→ **READING TEXT**
* * * * * * * * *
The Histadrut labor federation is gearing up for a half-day general strike on Sunday, days after the largest generic drug company in the world, Teva Pharmaceuticals, announced that it is laying off a quarter of its Israeli workers – some 1,750 people.
The Histadrut has called on workers across the economy to power down machinery and walk out in protest of proposed cuts at Teva, as leverage for negotiations and to pressure the company.
Teva received NIS 22 billion in tax breaks and subsidies over the past decade, and it is unlikely the government asked for commitments in return.
The strike is set to occur in the morning, with plans to halt flights at Ben-Gurion Airport from 8 a.m. to noon.
Planes scheduled to depart before and after the strike won’t be affected.
Public transport will continue to operate as usual, contradicting previous reports that bus drivers and rail operators would participate in the strike.
Histadrut chairman Avi Nissenkorn said that the union decided not to halt transport services “in order to prevent hitting the public and soldiers” returning to base after Shabbat.
Workers at Haifa and Ashdod ports are also expected to strike in the morning as a show of solidarity, along with staffers at health clinics, banks, cellular companies, public utilities, museums, the stock exchange, courts and most government offices and municipalities. Hospitals will work on a Sabbath schedule, and Teva workers at factories across the country plan to lead the strike.
* * * * * * * * *
Region pointing data
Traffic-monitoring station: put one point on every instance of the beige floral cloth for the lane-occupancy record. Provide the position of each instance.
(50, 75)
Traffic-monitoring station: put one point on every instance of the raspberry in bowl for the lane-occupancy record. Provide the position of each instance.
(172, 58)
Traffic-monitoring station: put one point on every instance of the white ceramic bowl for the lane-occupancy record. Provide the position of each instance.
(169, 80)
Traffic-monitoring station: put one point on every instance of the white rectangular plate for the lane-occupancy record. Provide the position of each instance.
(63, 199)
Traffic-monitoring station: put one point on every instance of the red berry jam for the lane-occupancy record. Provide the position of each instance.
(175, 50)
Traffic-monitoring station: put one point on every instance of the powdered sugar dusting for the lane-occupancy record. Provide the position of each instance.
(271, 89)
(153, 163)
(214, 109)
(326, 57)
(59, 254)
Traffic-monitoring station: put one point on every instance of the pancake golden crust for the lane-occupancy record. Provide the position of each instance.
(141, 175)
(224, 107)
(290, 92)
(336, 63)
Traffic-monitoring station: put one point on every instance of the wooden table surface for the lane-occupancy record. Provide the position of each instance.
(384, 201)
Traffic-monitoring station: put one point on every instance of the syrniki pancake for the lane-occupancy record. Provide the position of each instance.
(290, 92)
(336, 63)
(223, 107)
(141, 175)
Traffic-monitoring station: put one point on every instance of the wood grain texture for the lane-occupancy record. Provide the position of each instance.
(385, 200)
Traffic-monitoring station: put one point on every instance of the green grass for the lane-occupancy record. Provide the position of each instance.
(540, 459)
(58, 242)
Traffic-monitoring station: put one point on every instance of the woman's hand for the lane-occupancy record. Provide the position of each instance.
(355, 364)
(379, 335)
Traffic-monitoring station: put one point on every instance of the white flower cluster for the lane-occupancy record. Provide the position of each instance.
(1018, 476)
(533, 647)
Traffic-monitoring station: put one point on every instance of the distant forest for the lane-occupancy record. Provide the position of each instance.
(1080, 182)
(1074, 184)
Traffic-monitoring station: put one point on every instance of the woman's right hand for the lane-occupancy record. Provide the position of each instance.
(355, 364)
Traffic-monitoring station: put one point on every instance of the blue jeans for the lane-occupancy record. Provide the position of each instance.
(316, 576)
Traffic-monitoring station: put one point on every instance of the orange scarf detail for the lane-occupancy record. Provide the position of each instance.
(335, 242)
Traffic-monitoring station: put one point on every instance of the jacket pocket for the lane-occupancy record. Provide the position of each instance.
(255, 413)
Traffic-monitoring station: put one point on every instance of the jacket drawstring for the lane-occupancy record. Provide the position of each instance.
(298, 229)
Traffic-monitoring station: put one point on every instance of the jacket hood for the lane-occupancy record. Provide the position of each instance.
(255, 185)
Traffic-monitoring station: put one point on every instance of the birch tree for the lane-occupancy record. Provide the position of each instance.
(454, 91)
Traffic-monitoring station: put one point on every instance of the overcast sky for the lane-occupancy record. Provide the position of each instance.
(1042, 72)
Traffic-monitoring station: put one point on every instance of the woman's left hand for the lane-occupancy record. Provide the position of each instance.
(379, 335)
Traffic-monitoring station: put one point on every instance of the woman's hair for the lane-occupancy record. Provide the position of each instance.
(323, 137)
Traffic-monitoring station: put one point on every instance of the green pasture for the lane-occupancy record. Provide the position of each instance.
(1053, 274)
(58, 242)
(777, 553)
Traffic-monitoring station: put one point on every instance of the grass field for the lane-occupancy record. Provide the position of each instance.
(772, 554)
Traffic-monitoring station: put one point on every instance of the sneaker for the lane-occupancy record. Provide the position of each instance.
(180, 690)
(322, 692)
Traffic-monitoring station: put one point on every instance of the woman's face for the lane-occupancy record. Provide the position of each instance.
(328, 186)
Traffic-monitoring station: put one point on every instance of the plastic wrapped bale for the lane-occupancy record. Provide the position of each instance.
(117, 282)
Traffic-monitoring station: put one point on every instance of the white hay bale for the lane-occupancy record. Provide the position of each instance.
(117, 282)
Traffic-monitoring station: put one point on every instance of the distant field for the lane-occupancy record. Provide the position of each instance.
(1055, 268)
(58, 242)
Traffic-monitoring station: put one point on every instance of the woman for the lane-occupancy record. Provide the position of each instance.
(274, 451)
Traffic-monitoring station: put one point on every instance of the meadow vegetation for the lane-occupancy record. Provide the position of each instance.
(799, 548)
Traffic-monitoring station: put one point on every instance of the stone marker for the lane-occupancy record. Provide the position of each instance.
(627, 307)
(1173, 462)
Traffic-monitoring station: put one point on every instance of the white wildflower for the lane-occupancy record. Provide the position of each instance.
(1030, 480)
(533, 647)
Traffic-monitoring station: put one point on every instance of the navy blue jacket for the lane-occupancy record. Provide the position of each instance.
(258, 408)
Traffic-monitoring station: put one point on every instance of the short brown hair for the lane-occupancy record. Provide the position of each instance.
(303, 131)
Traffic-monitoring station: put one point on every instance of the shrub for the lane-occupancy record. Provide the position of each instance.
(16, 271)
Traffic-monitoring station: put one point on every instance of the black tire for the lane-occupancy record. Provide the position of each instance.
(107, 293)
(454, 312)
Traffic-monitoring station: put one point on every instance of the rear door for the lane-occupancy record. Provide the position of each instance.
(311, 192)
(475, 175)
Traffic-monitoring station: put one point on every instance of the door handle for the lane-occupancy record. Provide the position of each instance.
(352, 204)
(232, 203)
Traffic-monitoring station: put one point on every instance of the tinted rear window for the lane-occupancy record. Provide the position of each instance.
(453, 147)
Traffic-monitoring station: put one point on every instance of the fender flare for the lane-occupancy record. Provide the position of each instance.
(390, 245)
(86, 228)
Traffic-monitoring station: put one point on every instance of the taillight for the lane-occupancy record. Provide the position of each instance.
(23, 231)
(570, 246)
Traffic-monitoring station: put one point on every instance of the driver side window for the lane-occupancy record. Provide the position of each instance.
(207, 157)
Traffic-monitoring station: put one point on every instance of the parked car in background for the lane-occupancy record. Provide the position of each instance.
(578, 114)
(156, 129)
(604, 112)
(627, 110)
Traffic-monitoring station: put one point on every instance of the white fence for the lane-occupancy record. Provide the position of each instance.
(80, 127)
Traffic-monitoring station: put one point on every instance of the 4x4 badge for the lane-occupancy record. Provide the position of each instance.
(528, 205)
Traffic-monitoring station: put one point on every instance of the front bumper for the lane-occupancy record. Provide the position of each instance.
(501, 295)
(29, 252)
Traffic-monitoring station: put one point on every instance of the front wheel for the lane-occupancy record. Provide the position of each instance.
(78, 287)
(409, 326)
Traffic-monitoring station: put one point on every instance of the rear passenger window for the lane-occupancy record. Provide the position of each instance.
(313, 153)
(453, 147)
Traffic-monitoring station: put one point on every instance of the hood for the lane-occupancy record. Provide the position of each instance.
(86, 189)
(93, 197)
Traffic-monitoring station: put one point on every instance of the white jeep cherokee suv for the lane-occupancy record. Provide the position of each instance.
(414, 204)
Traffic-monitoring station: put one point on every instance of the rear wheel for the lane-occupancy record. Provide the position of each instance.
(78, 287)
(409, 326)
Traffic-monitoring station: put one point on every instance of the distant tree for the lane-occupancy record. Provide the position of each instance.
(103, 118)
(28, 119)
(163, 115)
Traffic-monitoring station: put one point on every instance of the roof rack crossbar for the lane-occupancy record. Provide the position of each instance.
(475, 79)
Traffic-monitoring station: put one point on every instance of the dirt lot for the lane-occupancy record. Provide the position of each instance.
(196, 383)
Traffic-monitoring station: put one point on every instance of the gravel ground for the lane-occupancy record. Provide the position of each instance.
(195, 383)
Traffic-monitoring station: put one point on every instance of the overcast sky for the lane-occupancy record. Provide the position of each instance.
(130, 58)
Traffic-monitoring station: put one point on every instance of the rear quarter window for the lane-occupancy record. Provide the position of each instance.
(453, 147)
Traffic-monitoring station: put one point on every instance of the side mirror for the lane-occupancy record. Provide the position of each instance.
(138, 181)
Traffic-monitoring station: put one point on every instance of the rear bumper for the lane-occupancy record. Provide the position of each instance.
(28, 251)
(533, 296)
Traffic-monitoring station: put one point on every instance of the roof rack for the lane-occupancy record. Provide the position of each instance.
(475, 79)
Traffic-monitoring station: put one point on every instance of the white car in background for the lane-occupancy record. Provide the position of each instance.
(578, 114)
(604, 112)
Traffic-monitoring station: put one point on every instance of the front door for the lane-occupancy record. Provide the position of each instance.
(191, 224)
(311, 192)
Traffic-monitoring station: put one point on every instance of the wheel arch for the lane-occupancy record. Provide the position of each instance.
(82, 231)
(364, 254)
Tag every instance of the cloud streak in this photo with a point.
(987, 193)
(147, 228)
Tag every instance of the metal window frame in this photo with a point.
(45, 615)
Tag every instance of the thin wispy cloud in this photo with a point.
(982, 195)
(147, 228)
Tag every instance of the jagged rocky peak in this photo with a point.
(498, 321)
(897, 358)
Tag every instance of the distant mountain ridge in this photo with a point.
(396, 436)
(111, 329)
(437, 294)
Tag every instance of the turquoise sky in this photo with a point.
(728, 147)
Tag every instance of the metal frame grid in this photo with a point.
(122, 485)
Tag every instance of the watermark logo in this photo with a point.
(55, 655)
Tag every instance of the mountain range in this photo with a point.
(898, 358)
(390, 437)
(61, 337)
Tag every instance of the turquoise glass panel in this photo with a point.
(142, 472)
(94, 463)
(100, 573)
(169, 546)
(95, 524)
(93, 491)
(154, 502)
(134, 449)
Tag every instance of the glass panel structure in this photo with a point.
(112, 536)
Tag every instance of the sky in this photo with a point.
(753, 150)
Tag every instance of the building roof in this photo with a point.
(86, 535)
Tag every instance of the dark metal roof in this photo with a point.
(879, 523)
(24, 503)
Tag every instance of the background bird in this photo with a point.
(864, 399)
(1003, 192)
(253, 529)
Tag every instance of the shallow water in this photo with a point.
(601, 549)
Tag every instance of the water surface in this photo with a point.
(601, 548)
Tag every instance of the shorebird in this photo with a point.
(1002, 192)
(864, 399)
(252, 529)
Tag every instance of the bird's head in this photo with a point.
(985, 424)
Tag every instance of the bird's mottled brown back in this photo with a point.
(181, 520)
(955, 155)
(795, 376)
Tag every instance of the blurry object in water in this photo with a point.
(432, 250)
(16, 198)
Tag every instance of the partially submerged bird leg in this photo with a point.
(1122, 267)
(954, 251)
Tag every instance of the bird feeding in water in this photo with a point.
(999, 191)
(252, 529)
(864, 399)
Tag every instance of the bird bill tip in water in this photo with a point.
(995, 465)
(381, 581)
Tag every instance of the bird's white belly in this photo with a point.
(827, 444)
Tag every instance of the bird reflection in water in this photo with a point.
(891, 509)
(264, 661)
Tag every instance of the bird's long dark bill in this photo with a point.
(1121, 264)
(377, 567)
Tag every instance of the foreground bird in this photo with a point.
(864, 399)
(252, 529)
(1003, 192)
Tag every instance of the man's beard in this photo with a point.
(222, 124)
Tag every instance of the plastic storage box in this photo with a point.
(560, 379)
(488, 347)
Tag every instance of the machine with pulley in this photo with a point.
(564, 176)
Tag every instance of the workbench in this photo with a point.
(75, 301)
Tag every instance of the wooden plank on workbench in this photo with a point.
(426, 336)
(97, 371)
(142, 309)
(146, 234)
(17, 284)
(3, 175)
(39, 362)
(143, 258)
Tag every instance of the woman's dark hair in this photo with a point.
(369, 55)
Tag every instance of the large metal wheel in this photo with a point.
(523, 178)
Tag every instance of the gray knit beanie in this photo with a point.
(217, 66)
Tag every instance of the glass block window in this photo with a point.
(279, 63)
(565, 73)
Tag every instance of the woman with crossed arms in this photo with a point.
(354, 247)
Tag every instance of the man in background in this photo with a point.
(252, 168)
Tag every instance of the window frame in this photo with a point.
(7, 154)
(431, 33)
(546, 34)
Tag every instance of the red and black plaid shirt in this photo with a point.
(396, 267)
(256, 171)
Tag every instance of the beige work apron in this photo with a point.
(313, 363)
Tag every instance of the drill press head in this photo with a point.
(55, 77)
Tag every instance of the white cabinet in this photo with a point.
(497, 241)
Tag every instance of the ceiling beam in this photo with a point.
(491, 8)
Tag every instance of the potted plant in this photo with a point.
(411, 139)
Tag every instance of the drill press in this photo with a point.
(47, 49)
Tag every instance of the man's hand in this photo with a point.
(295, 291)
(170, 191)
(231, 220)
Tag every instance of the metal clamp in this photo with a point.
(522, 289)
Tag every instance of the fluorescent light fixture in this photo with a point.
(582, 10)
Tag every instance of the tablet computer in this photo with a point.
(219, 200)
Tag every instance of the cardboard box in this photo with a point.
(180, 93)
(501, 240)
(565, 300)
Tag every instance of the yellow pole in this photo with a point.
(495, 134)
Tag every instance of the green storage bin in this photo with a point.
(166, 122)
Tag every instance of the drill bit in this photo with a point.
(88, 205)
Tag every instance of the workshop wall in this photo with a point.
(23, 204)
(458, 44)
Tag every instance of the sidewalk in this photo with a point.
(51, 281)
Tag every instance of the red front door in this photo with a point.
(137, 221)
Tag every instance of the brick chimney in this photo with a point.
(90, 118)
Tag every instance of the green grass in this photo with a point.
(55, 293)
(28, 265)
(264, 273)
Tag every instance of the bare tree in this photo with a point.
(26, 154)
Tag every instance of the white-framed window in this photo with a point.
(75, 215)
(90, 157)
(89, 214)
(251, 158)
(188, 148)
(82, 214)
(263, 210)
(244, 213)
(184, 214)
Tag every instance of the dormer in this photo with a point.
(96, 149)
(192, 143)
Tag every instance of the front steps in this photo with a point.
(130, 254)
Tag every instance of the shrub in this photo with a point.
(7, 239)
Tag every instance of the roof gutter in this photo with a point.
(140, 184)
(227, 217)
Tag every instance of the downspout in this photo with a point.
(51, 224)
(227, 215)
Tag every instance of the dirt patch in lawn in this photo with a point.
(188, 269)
* * * * * * * * *
→ **PROBLEMS TO SOLVE**
**a)** For each statement below, decide whether it agrees with the article on the Histadrut strike. Answer yes or no, and quote the exact words of the article that decide it.
(i) Public transport will stop running during the strike.
(ii) Flights at Ben-Gurion Airport are to be halted from 8 a.m. to noon.
(iii) Teva announced it is laying off a quarter of its Israeli workers.
**b)** According to the article on the Histadrut strike, how will hospitals operate during the strike?
**c)** Write the next part of the article on the Histadrut strike, picking up after its final sentence.

→ **EXERCISE RESULTS**
**a)**
(i) No: "Public transport will continue to operate as usual"
(ii) Yes: "with plans to halt flights at Ben-Gurion Airport from 8 a.m. to noon"
(iii) Yes: "laying off a quarter of its Israeli workers"

**b)** Hospitals will work on a Sabbath schedule.

**c)**
Labor chairman Avi Gabbay criticized the way the government handled the Teva layoffs and for not intervening sooner, given the company’s poor third quarter of 2017 earnings.
“Thousands of workers are losing their jobs because of a clear managerial failure,” Gabbay said on Saturday. “But where was the government? For months, everyone knew it was going to happen.
Where was the finance minister? Why didn’t he call Teva’s CEO? Where was the prime minister?” Based in Petah Tikva, Teva was once seen as the flagship Israeli company, but ill-advised corporate acquisitions, coupled with increased generic drug competition in the US, has severely reduced cash flow to the company – calling into question whether, after 2018, Teva could pay off its enormous $35b. debt load.